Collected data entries
******

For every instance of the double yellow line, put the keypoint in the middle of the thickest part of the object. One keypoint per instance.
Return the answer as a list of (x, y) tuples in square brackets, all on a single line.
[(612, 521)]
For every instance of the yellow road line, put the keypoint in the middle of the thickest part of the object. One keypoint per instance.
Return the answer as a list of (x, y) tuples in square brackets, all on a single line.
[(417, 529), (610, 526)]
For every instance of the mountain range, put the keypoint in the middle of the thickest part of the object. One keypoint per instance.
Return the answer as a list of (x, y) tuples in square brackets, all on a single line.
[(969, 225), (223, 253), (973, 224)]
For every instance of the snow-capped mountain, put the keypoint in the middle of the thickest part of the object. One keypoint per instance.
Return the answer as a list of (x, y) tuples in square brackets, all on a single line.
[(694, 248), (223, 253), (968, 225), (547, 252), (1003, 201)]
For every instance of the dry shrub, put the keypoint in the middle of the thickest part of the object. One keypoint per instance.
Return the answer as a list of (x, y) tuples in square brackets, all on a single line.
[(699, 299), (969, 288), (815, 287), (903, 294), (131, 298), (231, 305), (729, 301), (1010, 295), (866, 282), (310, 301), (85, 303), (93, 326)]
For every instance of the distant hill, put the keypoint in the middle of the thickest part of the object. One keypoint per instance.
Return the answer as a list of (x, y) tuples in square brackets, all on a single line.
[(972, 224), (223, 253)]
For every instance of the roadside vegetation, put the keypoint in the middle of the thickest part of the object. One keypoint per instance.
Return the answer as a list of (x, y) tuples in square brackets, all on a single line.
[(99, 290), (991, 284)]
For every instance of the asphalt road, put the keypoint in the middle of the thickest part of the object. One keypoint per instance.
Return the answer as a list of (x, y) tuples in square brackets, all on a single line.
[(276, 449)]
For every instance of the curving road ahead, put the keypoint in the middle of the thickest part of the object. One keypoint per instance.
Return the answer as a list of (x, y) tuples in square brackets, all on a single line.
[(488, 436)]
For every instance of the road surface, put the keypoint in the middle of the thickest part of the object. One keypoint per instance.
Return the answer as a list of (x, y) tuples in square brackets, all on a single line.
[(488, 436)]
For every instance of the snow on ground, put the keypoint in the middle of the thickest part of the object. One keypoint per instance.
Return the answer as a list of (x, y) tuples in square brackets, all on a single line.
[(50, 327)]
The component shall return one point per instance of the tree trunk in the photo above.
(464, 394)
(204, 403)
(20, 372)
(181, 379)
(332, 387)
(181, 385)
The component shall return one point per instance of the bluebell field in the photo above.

******

**Task to complete**.
Reproduce each entry above exactly, keeping every character.

**Result for this task**.
For every instance of the double yellow line, put the keypoint in the middle of the thickest part of the object. One keypoint per instance.
Return the answer as a list of (x, y) tuples in square brackets, all on a single line.
[(612, 521)]
For every instance of the yellow road line, put the keypoint in the middle of the thickest part of the object. One keypoint per instance.
Return the answer as a list of (x, y) tuples in square brackets, all on a single line.
[(417, 529), (610, 526)]
For every instance of the mountain range, put the keypoint in the middle of the thickest part of the object. One keypoint per instance.
Return the answer as a list of (x, y) tuples in square brackets, all on a single line.
[(969, 225), (223, 253), (973, 224)]
For every instance of the snow-capped mountain, put the keypoint in the middle of the thickest part of the object. One keypoint per instance.
Return the answer as a list of (x, y) tuples in square brackets, all on a single line.
[(694, 248), (223, 253), (968, 225), (547, 252), (1003, 201)]
For every instance of the dry shrub, put the keypoint in the middle of the thickest part of the object. One keypoint per instance.
Return the answer as a list of (x, y) tuples in square brackets, all on a single line.
[(699, 299), (969, 288), (815, 287), (903, 294), (131, 298), (231, 305), (729, 301), (1010, 295), (866, 282), (310, 301), (85, 303), (93, 326)]
For every instance of the distant hill, put the keypoint in the middle of the thickest part of the object. One keypoint per instance.
Return the answer as a list of (x, y) tuples in square brackets, all on a single line.
[(972, 224), (223, 253)]
For every instance of the roadside vegetation, put the keypoint in the middle of the thickest part of the object. One keypoint per instance.
Return the answer as a list of (x, y) tuples in square brackets, all on a single line.
[(99, 290), (991, 284)]
For every instance of the asphalt road, put the keypoint in the middle of the thickest part of the object. One keypoint per instance.
Return the answer as a list of (x, y) tuples in square brackets, all on a single line.
[(276, 449)]
For every instance of the curving road ahead, put the keypoint in the middle of the thickest part of the object. One keypoint per instance.
Return the answer as a list of (x, y) tuples in square brackets, all on a single line.
[(488, 436)]
For every instance of the road surface, put the keypoint in the middle of the thickest part of the object. One keypoint per instance.
Return the answer as a list of (x, y) tuples in square brackets, all on a single line.
[(488, 436)]
For every instance of the snow on ground, put the keypoint in the middle of the thickest part of the object. One keypoint per instance.
Return the answer as a list of (x, y) tuples in square brackets, all on a single line.
[(50, 327)]
The component shall return one point per instance of the tree trunk in the photo above.
(464, 394)
(204, 403)
(20, 372)
(181, 379)
(332, 387)
(181, 385)
The component shall return one point per instance of the bluebell field in the photo above.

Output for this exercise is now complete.